[Task to complete]
Would you retype, word for word, the line with "Exercise. Point to every instance of the runner" and every line after it through the end of the records below?

[Excerpted data]
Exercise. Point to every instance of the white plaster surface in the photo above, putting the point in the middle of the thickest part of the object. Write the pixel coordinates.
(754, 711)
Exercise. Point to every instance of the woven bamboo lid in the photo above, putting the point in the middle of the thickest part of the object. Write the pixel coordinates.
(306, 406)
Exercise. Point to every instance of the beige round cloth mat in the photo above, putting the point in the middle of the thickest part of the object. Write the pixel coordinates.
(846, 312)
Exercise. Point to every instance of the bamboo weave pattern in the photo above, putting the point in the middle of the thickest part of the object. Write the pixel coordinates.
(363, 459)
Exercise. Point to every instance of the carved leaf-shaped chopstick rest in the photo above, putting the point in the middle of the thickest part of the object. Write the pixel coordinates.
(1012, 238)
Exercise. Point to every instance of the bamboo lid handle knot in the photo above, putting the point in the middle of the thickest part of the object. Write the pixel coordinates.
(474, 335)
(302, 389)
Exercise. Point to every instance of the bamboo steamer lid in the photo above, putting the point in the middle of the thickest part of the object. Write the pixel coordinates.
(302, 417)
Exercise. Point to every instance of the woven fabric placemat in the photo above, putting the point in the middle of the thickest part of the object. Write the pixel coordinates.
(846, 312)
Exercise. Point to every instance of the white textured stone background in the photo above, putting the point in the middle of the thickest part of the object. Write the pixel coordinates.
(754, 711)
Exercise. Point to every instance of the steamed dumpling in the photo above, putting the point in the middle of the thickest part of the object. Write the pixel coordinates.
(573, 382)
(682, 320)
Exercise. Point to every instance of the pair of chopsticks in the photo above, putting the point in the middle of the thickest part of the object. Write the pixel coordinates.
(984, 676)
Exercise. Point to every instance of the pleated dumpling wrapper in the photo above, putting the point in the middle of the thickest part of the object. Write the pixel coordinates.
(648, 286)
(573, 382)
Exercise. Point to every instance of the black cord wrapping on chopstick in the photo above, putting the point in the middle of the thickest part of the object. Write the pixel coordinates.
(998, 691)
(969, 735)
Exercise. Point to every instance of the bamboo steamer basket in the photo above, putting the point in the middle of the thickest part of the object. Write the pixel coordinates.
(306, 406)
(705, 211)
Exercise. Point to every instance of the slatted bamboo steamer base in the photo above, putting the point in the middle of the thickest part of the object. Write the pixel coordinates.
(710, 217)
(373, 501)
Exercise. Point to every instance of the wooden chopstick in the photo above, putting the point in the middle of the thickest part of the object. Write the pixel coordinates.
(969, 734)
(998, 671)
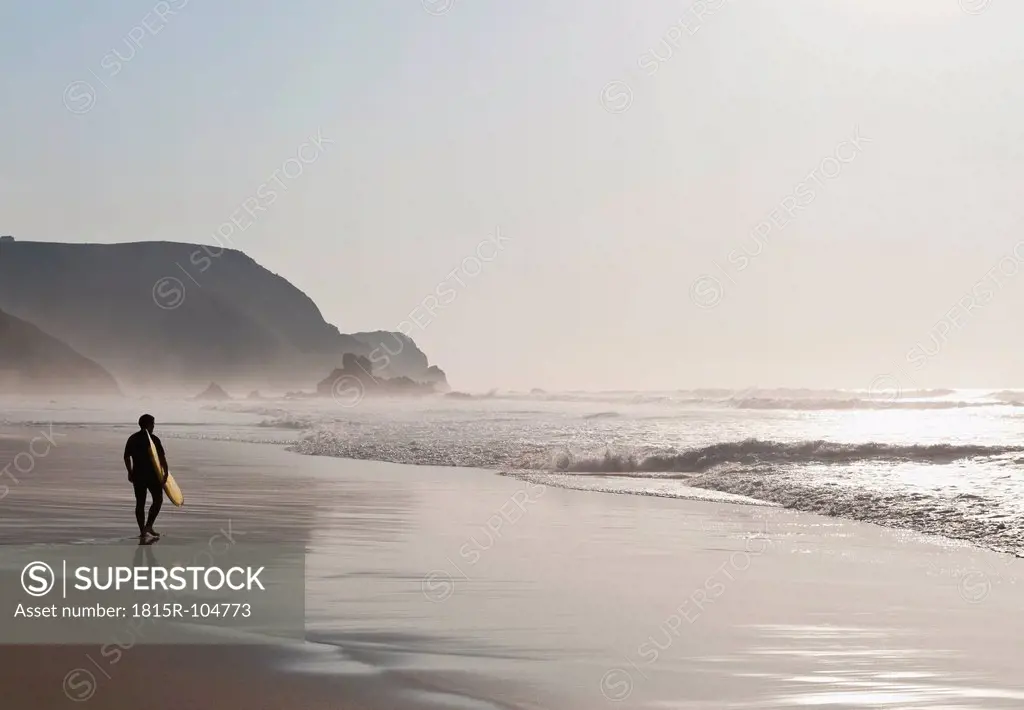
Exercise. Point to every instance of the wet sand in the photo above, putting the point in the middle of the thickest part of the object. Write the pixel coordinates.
(440, 587)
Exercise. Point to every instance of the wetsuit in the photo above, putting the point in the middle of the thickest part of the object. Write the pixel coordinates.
(144, 477)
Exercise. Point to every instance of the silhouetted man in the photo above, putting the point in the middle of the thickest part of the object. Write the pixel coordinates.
(143, 474)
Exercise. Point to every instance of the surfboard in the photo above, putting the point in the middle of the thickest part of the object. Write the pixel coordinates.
(170, 486)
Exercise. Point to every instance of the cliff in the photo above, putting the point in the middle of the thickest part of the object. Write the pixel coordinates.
(34, 363)
(163, 312)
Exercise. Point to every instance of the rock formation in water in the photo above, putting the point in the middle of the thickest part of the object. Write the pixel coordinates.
(356, 379)
(34, 363)
(213, 393)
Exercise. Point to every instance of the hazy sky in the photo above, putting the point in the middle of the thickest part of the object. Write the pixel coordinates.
(626, 206)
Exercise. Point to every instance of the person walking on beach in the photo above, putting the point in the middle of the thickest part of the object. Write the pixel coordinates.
(144, 476)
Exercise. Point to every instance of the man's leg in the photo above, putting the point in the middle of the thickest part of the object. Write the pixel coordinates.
(140, 491)
(157, 491)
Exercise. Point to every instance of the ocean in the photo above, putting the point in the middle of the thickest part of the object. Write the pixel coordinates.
(941, 462)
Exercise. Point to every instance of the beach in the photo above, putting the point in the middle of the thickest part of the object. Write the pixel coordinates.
(431, 586)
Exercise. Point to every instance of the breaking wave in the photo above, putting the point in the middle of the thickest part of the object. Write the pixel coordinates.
(755, 452)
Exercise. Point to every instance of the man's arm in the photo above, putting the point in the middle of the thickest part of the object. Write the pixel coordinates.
(128, 459)
(163, 457)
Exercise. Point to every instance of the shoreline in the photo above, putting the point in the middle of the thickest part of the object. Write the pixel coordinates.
(487, 592)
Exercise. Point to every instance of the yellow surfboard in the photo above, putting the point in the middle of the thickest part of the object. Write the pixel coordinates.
(170, 487)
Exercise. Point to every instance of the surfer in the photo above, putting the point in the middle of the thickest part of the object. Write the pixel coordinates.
(143, 474)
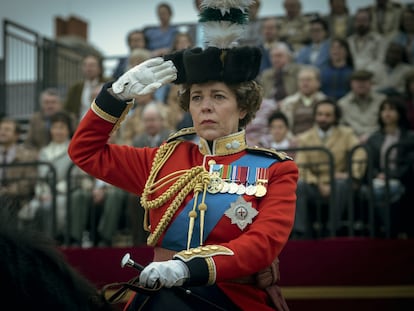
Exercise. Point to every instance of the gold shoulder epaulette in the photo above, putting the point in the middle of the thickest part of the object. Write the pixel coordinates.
(183, 132)
(280, 155)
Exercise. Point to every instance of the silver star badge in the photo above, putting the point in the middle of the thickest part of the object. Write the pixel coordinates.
(241, 213)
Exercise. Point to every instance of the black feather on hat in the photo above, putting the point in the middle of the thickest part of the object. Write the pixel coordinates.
(222, 60)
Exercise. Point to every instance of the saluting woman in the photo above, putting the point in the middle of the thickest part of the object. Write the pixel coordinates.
(219, 212)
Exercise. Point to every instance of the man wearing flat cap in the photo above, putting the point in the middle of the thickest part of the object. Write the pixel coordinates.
(360, 106)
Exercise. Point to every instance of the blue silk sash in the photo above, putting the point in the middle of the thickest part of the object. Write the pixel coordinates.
(176, 235)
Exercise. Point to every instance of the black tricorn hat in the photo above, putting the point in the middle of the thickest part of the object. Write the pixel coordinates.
(232, 65)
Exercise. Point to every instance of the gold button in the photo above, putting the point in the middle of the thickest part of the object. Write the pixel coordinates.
(211, 162)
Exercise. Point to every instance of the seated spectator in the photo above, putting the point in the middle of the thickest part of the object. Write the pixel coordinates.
(251, 35)
(385, 17)
(360, 106)
(135, 40)
(36, 276)
(336, 73)
(79, 94)
(299, 106)
(38, 132)
(294, 26)
(16, 181)
(409, 98)
(314, 171)
(41, 206)
(133, 125)
(367, 47)
(279, 136)
(405, 34)
(316, 52)
(393, 129)
(394, 69)
(339, 19)
(258, 127)
(160, 38)
(269, 36)
(280, 80)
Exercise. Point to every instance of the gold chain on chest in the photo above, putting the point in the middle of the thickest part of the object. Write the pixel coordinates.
(183, 182)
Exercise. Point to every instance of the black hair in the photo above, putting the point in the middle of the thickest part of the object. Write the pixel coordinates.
(344, 43)
(396, 103)
(330, 101)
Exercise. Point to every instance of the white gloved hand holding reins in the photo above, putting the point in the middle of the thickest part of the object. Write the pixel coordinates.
(144, 78)
(164, 273)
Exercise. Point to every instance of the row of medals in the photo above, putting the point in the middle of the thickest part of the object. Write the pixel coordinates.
(218, 185)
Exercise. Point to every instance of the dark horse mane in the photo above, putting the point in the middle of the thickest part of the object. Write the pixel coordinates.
(34, 274)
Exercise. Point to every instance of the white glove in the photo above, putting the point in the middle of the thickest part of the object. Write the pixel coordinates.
(144, 78)
(167, 273)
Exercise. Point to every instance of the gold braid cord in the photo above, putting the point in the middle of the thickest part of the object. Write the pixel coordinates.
(183, 181)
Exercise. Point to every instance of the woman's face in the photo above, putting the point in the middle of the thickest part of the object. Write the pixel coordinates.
(214, 109)
(337, 51)
(278, 130)
(389, 115)
(59, 132)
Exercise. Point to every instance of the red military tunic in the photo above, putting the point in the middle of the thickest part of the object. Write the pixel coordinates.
(253, 246)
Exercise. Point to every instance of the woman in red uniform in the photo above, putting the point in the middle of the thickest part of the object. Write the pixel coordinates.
(218, 211)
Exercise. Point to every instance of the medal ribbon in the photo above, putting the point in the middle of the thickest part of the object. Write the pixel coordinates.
(175, 237)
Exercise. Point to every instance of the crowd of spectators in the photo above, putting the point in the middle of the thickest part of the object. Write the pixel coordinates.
(361, 64)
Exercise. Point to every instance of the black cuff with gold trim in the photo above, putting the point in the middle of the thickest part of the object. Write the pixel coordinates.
(109, 104)
(199, 272)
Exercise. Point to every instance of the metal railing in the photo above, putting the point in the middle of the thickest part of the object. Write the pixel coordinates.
(30, 64)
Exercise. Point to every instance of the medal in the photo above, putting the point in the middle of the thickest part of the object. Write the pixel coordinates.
(250, 189)
(261, 181)
(260, 190)
(216, 183)
(241, 189)
(225, 188)
(233, 187)
(241, 213)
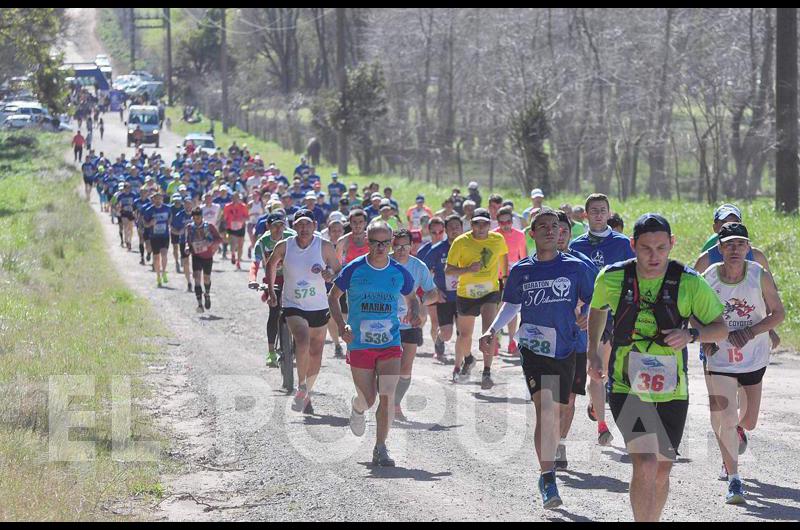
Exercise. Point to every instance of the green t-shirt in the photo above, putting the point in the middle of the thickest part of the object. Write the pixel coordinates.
(266, 244)
(654, 373)
(712, 242)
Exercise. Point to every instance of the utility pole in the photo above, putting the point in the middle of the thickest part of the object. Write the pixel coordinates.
(341, 78)
(224, 70)
(786, 169)
(168, 27)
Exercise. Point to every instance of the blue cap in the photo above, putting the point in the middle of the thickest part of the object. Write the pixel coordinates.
(727, 210)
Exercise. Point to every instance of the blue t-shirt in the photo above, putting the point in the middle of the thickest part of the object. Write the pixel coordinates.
(373, 296)
(422, 278)
(161, 215)
(548, 292)
(604, 250)
(436, 260)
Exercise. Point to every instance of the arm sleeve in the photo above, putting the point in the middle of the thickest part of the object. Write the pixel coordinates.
(507, 312)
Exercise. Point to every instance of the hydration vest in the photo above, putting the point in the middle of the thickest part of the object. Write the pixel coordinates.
(665, 308)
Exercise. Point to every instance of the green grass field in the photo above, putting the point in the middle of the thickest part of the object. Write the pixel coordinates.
(63, 311)
(775, 234)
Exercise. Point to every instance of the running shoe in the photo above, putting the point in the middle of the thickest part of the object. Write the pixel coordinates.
(604, 437)
(735, 493)
(381, 458)
(742, 440)
(300, 401)
(561, 457)
(549, 492)
(466, 368)
(512, 347)
(358, 422)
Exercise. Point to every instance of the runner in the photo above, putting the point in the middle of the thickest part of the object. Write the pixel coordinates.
(604, 247)
(515, 241)
(647, 374)
(753, 307)
(308, 262)
(201, 241)
(410, 336)
(236, 215)
(579, 383)
(446, 310)
(374, 283)
(276, 232)
(157, 219)
(546, 290)
(475, 257)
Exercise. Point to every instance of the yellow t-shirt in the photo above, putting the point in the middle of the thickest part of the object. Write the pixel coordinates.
(465, 251)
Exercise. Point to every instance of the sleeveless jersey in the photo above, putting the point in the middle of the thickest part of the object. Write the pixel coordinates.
(303, 285)
(744, 307)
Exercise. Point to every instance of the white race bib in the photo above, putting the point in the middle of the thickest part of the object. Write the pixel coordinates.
(479, 290)
(376, 332)
(538, 339)
(652, 374)
(450, 282)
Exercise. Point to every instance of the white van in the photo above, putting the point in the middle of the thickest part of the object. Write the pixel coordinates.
(145, 117)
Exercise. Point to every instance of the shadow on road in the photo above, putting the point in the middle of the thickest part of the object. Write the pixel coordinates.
(420, 475)
(587, 481)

[Task result]
Exercise. Point to every instance of the runner in the photo above, putting the point in the middle of the thickest part of the object. Write the pixel coordinates.
(604, 247)
(515, 241)
(647, 374)
(753, 307)
(308, 262)
(201, 241)
(410, 336)
(236, 215)
(579, 383)
(446, 310)
(374, 283)
(276, 232)
(157, 219)
(546, 290)
(475, 257)
Exercise. Point to every instance of the yellow t-shirt in the photo above, putting the point in the middle of the thickest part of the object. Write the pixel coordinates.
(465, 251)
Exercise. Point to every instance of the sleeveless jersey in the photo above, putting the point in the middle of the thickest part of the object. Write the pixel coordinates.
(303, 285)
(744, 307)
Exercise. Point to every instance of the white race bib in the photo above, putting the point in the middle of the thickest part of the object. Write the pixel coordinates.
(479, 290)
(376, 332)
(538, 339)
(652, 374)
(450, 282)
Exercise. Point to every instance of the white van in the photo above, putting the point in the middle of the thickest part of the object. Write the pixel coordinates.
(145, 117)
Exercise. Point to every instance of the shadow on road in the photo above, putting the point in the middle of the thickest part of the object. Write the pixel coordinates.
(420, 475)
(587, 481)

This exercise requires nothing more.